Print the passage of the text on the Copenhagen lakes starting at "Artificial lakes in" and ending at "the Peblinge Sø.", word for word.

**Text shown**
.....

Artificial lakes in Copenhagen, Denmark

The Lakes (Søerne) in Copenhagen, Denmark is a row of three rectangular lakes curving around the western margin of the City Centre, forming one of the oldest and most distinctive features of the city's topography. The paths around them are popular with strollers, bikers and runners.

== History ==
The area where the lakes now reside was originally one long stream with an arch shape, just outside the city levees. In the early Middle Ages, a need for water to power watermills spurred the construction of a dam, which in turn caused the creation of the Peblinge Sø.

As a result of a siege of Copenhagen in 1523, the city decided to expand the entrenchments to improve the fortifications of the city. The levee at Peblinge Sø was expanded and another lake, the Sortedams Sø, was created. In the beginning of the 17th century, further damming created the Sankt Jørgens Sø. This made it possible to flood the banks and lakes in case of an attack.

Peblinge Sø and Sortedams Sø also served as reservoirs for the city, and in the period 1705–1727 they were cleaned and dug deeper. The edges were also straightened, giving them their current shape. In the middle of the 18th century, they were discontinued as a source of drinking water due to poor water quality. Sankt Jørgens Sø was to be used instead and was thus cleaned and straightened in a similar manner as the two other lakes 120 years earlier. Until the end of World War II, it played a central role in as a reservoir in Copenhagen and as a backup reservoir until 1959.

The first Fredensbro (bridge) was built across Sortedams Sø in 1878 as a small wooden bridge. The current Fredensbro is a wide levee that separates the two basins. It was built in 1976–1977.

The vertical slopes of Peblinge Sø and Sortedams Sø were made in 1929, where the pathways surrounding the lakes also were made. In the 1960s it was suggested a four lane city ring (named Søringen) be constructed, but the project was abandoned and the lakes were granted the status of protected area in 1966.

.....

**Data**

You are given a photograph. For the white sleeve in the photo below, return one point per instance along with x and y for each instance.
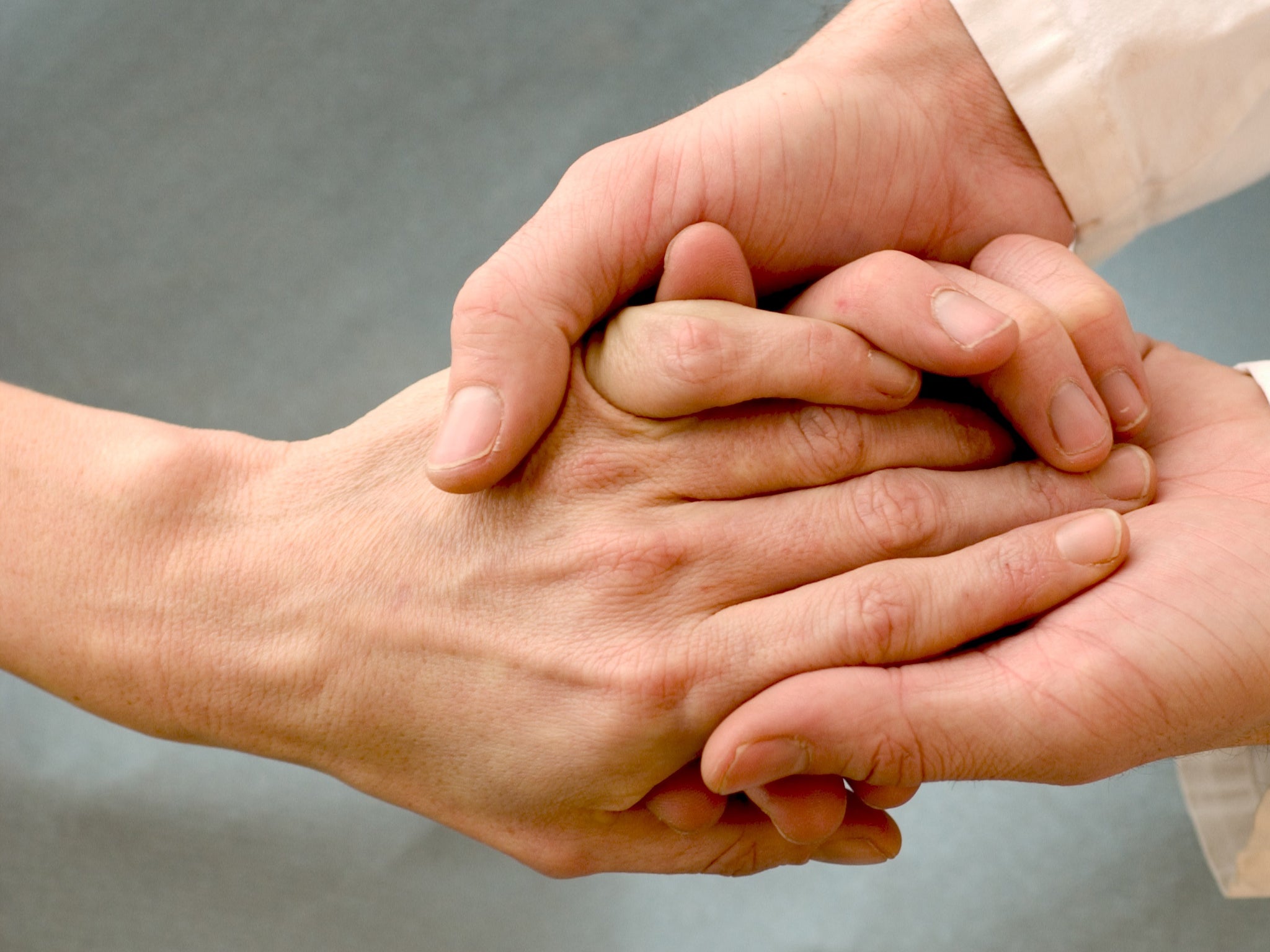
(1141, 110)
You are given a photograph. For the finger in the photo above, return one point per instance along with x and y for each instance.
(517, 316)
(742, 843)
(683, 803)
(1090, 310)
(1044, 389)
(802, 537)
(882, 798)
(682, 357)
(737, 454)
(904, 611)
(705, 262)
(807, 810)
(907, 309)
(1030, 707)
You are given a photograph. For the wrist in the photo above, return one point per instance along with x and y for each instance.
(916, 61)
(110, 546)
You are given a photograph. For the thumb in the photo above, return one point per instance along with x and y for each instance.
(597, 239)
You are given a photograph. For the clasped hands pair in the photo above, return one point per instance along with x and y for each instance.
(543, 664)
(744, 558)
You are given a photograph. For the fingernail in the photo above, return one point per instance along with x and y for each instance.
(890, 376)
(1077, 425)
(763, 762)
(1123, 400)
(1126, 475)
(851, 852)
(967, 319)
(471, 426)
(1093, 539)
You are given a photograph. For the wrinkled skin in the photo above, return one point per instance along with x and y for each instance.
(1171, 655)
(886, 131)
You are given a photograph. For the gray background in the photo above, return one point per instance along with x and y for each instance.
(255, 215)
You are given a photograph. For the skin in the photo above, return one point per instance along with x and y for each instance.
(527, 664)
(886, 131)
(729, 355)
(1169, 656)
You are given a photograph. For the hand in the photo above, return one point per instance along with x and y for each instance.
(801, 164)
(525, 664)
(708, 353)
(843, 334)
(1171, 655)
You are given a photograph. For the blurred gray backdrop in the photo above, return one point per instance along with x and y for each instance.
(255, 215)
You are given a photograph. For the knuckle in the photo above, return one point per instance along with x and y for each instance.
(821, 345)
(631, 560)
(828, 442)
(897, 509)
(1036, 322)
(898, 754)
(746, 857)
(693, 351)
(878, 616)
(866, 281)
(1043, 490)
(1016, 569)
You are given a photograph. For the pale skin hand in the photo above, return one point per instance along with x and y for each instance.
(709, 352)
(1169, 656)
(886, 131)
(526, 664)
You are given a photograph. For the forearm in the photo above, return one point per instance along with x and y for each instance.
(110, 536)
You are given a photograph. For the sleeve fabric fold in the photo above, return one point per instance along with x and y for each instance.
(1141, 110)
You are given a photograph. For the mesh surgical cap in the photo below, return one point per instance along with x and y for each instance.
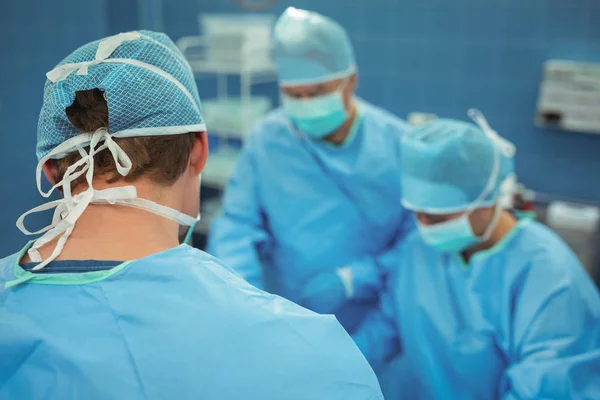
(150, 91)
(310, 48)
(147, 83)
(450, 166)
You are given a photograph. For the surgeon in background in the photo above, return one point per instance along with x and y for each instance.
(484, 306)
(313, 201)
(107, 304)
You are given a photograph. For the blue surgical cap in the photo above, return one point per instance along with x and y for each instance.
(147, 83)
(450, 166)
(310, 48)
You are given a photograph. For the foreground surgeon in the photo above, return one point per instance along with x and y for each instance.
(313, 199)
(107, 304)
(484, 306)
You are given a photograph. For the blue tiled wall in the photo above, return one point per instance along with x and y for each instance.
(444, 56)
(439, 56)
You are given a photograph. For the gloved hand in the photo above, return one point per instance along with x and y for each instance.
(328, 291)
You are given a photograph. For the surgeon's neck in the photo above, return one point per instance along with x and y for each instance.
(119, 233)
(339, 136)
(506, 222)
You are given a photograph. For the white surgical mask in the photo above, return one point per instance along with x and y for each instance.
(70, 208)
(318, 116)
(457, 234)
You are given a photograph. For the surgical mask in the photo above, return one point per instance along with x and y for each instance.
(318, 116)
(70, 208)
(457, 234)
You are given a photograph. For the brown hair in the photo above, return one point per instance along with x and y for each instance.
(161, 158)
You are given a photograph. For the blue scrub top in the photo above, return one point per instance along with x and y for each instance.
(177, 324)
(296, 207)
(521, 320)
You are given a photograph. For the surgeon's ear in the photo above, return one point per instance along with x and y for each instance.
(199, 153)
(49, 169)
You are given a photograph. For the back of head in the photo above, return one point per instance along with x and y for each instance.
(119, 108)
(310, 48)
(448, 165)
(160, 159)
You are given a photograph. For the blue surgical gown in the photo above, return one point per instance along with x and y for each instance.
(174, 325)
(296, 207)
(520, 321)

.....

**Completed task**
Artificial lakes in Copenhagen, Denmark

The Lakes (Søerne) in Copenhagen, Denmark is a row of three rectangular lakes curving around the western margin of the City Centre, forming one of the oldest and most distinctive features of the city's topography. The paths around them are popular with strollers, bikers and runners.

== History ==
The area where the lakes now reside was originally one long stream with an arch shape, just outside the city levees. In the early Middle Ages, a need for water to power watermills spurred the construction of a dam, which in turn caused the creation of the Peblinge Sø.